Adopting lessons from the Tobacco Playbook
The tobacco industry had a playbook, a script, that emphasized personal responsibility, paying scientists who delivered research that instilled doubt, criticizing the “junk” science that found harms associated with smoking, making self-regulatory pledges, lobbying with massive resources to stifle government action, introducing “safer” products, and simultaneously manipulating and denying both the addictive nature of their products and their marketing to children.
From Dorfman et al:
"Tobacco companies launched CSR campaigns to rehabilitate themselves with the public when their image had been tarnished [20]. Because the most comprehensive initiatives were introduced well after intense public outcry, however, their CSR efforts struggled to achieve their aims [42]. As soda denormalization is nascent, soda companies may enjoy benefits from CSR that Big Tobacco labored to accomplish. In addition to effectively preempting regulation and maintaining its favorable position with the public, the soda industry's CSR tactics may also entice today's young people to become brand-loyal lifetime consumers, an outcome that current social norms dictate Big Tobacco cannot explicitly seek.

Records from a dataset
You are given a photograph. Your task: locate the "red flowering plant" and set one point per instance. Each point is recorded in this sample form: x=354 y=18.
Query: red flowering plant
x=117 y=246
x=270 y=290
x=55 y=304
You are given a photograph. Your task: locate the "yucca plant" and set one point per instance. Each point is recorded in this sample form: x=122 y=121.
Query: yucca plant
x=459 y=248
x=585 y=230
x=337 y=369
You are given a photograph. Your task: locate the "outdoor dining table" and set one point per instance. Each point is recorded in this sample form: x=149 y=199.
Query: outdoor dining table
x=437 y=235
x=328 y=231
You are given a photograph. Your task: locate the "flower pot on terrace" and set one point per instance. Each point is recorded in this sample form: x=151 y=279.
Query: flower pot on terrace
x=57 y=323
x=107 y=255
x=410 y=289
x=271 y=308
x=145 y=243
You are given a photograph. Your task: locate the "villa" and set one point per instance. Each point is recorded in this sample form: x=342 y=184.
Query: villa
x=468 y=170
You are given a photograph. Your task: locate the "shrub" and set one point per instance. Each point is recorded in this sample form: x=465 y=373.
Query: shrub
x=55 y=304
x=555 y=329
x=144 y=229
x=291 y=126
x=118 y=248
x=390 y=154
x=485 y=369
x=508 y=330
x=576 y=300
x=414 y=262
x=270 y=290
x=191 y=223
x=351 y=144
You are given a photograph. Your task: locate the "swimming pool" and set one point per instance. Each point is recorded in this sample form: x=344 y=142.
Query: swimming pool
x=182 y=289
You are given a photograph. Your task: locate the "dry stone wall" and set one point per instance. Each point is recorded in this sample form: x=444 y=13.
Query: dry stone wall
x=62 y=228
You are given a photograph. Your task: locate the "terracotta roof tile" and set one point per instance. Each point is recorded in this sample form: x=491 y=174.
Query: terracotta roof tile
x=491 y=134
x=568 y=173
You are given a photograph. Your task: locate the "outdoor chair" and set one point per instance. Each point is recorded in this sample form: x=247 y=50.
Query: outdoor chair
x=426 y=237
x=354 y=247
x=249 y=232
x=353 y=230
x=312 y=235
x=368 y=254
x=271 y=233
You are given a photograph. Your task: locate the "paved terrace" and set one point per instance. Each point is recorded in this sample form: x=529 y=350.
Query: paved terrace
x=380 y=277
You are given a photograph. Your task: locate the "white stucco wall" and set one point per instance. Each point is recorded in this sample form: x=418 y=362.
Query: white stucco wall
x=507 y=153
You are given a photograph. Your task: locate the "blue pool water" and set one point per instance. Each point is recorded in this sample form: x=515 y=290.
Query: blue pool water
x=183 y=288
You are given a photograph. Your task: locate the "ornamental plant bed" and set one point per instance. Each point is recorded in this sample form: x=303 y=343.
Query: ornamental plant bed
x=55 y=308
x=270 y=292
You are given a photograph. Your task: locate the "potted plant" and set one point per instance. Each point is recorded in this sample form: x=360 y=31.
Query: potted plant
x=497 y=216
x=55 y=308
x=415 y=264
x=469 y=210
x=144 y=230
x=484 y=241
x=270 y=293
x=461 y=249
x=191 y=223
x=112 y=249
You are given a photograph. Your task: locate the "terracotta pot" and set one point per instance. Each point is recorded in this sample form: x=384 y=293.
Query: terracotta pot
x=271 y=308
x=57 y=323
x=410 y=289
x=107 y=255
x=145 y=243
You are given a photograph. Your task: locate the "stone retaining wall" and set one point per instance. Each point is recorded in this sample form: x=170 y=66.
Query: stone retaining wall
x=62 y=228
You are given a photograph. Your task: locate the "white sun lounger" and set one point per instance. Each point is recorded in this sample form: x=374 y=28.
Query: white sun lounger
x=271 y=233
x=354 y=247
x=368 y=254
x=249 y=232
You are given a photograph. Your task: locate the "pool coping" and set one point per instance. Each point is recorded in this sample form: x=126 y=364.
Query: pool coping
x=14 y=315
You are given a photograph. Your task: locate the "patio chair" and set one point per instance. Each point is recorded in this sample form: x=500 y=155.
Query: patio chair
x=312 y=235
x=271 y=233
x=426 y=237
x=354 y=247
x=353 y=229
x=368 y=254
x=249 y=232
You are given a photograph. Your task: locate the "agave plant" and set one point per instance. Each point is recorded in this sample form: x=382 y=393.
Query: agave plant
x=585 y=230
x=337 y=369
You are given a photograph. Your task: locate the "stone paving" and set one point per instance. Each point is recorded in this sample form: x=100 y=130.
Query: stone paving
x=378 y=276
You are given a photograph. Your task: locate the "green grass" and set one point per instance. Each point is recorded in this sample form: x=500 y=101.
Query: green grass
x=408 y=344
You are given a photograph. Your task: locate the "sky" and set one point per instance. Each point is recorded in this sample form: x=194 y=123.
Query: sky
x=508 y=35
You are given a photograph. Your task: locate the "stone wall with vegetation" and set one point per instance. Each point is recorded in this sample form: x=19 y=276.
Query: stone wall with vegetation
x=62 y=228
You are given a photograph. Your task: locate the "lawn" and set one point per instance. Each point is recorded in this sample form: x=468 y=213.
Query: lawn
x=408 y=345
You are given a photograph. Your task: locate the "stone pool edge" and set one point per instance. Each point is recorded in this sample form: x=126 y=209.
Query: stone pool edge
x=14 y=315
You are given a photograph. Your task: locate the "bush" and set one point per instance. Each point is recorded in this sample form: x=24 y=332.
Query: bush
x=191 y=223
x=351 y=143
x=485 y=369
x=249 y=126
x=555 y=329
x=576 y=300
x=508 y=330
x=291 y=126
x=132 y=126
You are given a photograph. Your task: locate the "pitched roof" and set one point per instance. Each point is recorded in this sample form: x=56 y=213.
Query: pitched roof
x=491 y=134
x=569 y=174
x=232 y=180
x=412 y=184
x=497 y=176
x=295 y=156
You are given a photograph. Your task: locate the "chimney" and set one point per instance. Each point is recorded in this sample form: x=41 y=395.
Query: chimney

Work order A | In the passage on the tobacco playbook, why did tobacco companies launch CSR campaigns?
Work order B | Please continue the passage on the tobacco playbook from the point where it stops.
The listing has no connection to the passage on the tobacco playbook.

Output A | They launched them to rehabilitate themselves with the public when their image had been tarnished.

Output B |
Without sustained denormalization of soda, it will be harder for public health advocates to see why partnering with industry may further the companies' goals more than their own. While tobacco denormalization was facilitated by litigation, which used the discovery process to procure internal documents revealing the industry's duplicitous intent, it is possible to respond to the soda industry without a “smoking gun.”
For example, one instance of tobacco industry denormalization that did not rely on internal documents was the revelation that PM spent more on publicizing its charitable efforts than it spent on the charities itself, which exposed the cynical nature of Big Tobacco's CSR [114]. The Refresh Project's $20 million price tag, and the statements from company representatives, give public health advocates a similar opportunity to argue that this is marketing, not philanthropy [115].
Such criticism appeared in a Lancet editorial, which stated that the U.K.'s Change4Life should have avoided “ill-judged partnerships with companies that fuel obesity” [116]. Research on the health harms of sugary beverages can help advocates name these products as one of the “biggest culprits” [117] behind the obesity crisis.
Emerging science on the addictiveness [118] and toxicity [119] of sugar, especially when combined with the known addictive properties of caffeine found in many sugary beverages, should further heighten awareness of the product's public health threat similar to the understanding about the addictiveness of tobacco products.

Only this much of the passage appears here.